= GIVEN INSTRUCTION =
Report every line in the records below that contains the string "plaid", copying each such line in full. Case counts.

= INFORMATION PROVIDED =
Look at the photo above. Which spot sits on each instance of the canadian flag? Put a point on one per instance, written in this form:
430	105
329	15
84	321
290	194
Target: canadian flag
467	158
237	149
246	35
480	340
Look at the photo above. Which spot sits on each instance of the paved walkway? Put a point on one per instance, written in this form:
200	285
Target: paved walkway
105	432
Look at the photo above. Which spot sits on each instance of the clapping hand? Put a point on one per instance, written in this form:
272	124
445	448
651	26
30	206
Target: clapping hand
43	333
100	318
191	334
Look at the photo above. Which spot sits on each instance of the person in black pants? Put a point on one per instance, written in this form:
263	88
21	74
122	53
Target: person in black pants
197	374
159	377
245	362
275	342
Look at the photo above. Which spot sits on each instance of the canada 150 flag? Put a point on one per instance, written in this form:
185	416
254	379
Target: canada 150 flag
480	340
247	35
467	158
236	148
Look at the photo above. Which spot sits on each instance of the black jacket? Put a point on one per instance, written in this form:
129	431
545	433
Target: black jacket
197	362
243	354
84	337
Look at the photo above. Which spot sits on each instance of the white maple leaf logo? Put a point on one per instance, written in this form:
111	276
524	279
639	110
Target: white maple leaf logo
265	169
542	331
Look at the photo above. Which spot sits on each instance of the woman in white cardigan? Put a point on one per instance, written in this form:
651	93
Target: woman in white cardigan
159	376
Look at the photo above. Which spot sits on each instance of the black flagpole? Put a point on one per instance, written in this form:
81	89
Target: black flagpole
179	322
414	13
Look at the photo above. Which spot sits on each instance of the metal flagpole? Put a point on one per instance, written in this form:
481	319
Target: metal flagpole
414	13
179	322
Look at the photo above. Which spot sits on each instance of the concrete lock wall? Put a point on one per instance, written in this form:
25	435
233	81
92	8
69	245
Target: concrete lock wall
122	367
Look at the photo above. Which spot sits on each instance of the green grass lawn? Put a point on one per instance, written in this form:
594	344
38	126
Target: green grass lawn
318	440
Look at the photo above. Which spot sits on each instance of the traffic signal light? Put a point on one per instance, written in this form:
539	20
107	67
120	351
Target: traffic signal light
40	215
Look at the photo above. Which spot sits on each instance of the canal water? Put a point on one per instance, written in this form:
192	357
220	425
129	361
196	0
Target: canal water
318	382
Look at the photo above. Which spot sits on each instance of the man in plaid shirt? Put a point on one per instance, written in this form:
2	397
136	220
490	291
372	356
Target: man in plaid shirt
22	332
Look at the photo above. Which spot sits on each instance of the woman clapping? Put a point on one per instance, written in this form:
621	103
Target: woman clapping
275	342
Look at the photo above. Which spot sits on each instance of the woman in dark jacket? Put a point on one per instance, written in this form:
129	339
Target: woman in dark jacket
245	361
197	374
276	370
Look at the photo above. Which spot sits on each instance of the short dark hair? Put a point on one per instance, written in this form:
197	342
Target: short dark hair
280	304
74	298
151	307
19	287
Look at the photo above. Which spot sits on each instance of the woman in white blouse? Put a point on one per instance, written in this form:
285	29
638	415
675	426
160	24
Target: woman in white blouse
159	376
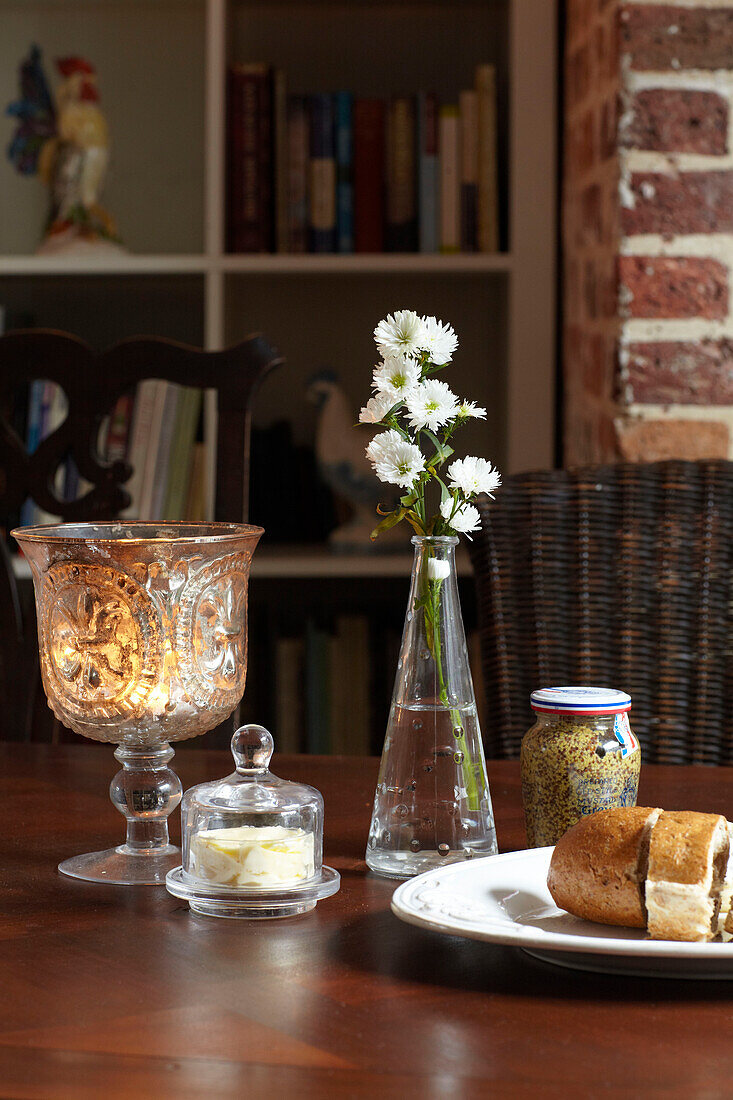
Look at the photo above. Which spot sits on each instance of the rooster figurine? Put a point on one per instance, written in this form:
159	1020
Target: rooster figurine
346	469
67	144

--

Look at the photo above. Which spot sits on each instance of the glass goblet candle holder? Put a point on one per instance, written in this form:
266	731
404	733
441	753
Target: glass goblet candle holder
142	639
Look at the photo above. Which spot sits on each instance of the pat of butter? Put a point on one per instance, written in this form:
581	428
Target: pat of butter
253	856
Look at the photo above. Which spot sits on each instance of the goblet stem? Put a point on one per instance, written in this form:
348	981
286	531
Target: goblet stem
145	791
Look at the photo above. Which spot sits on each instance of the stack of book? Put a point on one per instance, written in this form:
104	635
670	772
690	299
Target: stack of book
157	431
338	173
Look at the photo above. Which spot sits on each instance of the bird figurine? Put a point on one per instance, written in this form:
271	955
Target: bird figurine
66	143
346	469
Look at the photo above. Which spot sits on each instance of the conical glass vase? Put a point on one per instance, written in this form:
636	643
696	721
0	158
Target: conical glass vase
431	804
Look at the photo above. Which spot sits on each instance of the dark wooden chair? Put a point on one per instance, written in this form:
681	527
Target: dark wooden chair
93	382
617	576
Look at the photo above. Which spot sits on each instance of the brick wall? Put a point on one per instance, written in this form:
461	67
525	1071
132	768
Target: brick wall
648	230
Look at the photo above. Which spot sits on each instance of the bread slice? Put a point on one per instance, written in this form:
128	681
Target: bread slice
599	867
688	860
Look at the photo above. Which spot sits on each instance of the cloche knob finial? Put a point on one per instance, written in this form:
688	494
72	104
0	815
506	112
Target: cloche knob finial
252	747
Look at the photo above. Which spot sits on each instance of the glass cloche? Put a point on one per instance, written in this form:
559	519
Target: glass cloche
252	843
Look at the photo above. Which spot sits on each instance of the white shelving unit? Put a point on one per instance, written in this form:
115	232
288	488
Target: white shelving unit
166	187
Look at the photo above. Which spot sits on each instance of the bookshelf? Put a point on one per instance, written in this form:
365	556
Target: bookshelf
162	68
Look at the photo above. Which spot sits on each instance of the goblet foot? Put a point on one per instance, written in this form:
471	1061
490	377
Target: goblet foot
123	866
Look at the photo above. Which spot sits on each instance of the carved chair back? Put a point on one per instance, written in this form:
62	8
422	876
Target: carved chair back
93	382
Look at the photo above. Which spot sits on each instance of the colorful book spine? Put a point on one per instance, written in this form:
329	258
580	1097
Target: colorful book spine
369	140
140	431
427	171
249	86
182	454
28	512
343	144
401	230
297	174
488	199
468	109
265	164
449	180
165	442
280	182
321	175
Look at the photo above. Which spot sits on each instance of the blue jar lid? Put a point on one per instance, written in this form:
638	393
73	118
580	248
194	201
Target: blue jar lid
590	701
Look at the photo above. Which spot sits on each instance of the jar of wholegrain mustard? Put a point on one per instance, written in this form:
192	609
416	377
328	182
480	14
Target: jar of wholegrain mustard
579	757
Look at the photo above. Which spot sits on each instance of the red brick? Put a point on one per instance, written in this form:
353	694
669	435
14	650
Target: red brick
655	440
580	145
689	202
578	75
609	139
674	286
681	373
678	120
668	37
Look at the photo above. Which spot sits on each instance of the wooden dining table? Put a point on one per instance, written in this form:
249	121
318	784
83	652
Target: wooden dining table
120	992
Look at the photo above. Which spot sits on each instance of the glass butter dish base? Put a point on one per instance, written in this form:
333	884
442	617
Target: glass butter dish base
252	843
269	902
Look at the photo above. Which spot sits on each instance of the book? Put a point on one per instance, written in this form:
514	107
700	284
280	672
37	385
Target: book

==

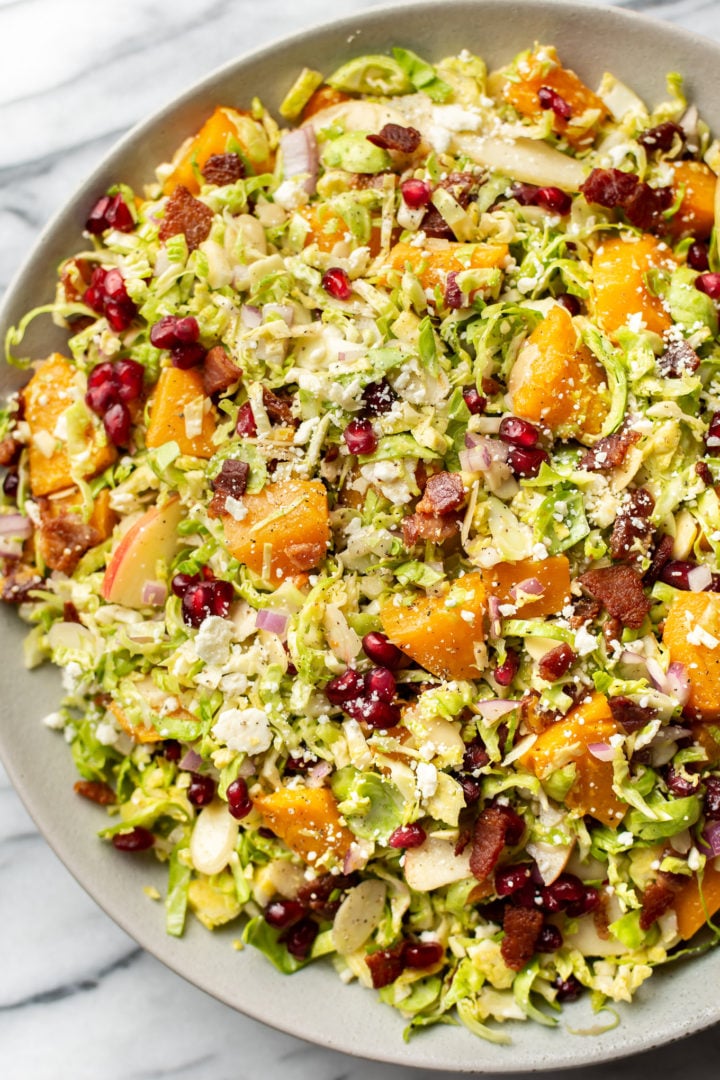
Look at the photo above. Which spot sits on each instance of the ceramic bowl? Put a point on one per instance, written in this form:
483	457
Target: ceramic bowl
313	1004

= EXERCISE RESULT =
Look at the photo above. Which spot sits on each instance of the man in plaid shirt? Put a point on one per instance, written in this form:
Target: man in plaid shirt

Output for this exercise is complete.